## Excerpt
Functional Programming: map
One of the famous functional programming concepts is
higher-order functions,
which are functions that either take functions as input or return functions
as output. map
is one of the most popular higher-order functions, and also
one of the most useful. You can find it in popular languages like
Python and
JavaScript. R also has many variants of map
.
This tutorial will explain map
in general and give an overview of available
implementations in R. For a more detailed look, I recommend reading the
R for Data Science chapter on iteration.
(Image source: http://keitheis.github.io/reactive-programming-in-python/)
What is map
?
To put it shortly, map
takes a function and a collection (e.g. list) as input,
calls the function on each element of the collection, then returns as output a
new collection of the results of such calls.
Let’s say that I have:
- a function
increment
that simply takes a number and adds 1 to it - a colelction of numbers from 1 to 5
Calling map
with the function increment
and the number list will give back a
new list of numbers from 2 to 6.
Why is it useful?
Anyone familiar with basic programming concepts should think of for
loops when
they want to iterate over a collection. But for
loops contain too much code
boilerplate and also requires initializing new variables like the “i” that gets
incremented with each iteration and an empty collection that will take the
new results. So, map
is more concise and elegant than for loops.
Side note: this constrast is basically the difference between declarative programming and imperative programming, where the former says what the programmer wants to do and the latter explains to the computer more low-level steps on how to do it.
How to implement it in R?
Using map
-like functions while using R in a statistics/data science setting
is almost always about iterating with some function over columns of a data
frame. The base R option for iterating (with a function) over columns of a data
frame is the function sapply()
.
For example, one quick way to identify the column types without having to
print a lot of extra output, like str()
or summary()
, is by doing
something like this:
sapply(iris, class)
# Sepal.Length Sepal.Width Petal.Length Petal.Width Species
# "numeric" "numeric" "numeric" "numeric" "factor"
So, I applied the function class()
on each column of the data frame iris
and got a simple output of the class (data type) of every column. The same
thing can be done with mean()
or any other function that expects a vector
(remember that iterating one each column means iterating on individual
vectors).
sapply(iris, mean)
# Sepal.Length Sepal.Width Petal.Length Petal.Width Species
# 5.843333 3.057333 3.758000 1.199333 NA
Notice that the parentheses are not written because I am not calling the function – I am passing it as an argument.
Another direct equivalent for this purpose is purrr::map()

A block of data:
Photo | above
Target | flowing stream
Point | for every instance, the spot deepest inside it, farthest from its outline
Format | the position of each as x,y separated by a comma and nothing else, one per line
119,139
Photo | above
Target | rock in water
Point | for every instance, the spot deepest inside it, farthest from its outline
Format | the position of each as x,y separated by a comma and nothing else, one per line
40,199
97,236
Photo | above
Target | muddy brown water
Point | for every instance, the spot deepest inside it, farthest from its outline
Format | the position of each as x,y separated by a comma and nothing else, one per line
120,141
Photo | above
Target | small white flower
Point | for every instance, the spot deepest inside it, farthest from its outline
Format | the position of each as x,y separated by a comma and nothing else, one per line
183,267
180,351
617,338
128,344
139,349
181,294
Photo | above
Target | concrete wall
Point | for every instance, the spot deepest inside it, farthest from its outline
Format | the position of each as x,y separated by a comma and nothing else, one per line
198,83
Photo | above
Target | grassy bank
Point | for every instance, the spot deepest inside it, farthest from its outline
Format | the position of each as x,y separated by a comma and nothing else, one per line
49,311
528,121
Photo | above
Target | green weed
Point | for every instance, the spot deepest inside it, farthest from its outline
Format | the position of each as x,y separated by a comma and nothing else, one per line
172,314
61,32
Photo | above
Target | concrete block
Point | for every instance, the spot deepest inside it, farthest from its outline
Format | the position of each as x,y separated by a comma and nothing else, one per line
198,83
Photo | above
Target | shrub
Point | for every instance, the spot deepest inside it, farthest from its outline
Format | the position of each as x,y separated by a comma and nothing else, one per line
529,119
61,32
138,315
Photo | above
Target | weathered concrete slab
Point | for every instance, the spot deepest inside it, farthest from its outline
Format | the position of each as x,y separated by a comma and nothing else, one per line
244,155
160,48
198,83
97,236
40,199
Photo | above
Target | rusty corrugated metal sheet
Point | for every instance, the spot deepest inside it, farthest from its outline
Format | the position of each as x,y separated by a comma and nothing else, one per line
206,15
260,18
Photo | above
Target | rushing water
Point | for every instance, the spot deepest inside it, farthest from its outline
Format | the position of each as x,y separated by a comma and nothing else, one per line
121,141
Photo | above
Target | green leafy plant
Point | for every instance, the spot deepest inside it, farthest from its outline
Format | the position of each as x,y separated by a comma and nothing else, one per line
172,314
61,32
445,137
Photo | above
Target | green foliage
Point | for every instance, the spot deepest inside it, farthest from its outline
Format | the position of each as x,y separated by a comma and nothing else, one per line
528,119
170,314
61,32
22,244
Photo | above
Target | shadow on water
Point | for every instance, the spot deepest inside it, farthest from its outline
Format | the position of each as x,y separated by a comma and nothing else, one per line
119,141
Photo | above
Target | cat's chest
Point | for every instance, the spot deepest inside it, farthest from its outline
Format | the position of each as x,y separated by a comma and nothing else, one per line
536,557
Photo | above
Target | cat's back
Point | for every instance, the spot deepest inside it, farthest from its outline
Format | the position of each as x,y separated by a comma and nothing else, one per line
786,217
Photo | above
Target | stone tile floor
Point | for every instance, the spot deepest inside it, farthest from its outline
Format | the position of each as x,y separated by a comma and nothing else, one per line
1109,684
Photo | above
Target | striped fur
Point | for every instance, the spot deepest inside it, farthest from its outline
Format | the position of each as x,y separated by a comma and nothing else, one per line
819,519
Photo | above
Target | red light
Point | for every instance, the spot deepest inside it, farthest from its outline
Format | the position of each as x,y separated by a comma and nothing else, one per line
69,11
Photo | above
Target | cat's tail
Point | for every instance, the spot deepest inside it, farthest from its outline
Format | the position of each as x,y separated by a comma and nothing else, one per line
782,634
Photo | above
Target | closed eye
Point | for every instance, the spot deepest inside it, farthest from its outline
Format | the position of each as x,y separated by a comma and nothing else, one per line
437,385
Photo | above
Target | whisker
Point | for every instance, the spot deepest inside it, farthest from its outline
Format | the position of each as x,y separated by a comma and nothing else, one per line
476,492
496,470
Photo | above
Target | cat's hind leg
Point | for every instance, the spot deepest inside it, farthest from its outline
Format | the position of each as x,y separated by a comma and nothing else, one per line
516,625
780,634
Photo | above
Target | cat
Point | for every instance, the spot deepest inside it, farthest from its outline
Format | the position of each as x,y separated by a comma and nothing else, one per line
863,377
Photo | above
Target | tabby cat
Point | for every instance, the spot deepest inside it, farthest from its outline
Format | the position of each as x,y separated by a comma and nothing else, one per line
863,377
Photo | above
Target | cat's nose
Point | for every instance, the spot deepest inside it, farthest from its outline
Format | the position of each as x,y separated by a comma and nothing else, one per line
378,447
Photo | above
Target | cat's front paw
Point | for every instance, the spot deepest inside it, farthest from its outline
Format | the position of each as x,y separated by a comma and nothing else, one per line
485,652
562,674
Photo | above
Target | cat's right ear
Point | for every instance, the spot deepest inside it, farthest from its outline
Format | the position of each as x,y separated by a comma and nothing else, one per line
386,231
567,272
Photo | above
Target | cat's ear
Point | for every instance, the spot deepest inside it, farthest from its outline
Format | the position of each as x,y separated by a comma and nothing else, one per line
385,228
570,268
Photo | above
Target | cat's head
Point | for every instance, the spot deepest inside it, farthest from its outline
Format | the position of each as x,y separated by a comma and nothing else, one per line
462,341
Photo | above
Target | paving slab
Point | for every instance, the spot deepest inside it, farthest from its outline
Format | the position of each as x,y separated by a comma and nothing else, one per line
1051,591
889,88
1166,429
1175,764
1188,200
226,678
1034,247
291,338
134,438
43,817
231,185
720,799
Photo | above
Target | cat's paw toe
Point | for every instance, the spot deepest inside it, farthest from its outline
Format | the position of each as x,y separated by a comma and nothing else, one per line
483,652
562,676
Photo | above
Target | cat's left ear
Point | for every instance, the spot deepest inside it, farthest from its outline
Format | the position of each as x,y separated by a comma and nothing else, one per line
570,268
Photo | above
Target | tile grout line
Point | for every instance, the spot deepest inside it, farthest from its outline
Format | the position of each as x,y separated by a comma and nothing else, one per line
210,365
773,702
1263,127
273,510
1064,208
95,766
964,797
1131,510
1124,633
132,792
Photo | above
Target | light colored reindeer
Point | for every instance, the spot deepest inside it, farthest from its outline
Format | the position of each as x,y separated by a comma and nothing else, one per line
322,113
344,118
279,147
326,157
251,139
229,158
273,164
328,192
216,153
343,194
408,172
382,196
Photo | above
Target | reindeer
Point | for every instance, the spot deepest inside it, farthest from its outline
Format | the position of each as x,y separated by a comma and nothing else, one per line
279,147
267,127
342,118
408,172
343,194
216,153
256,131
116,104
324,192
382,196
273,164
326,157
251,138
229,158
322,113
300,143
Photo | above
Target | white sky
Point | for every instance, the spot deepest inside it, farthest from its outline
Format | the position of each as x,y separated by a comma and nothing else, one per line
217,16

## Short task
Summarize the tutorial on the map function in three sentences.

## Task result
The map function is a higher-order function that takes a function and a collection as input, calls the function on each element, and returns a new collection of the results. It is presented as more concise and elegant than for loops, which carry boilerplate and require initializing variables such as an incremented "i" and an empty collection for the results. In R, the base option for applying a function over the columns of a data frame is sapply(), demonstrated with class() and mean() on the iris data frame, and purrr::map() is named as another direct equivalent.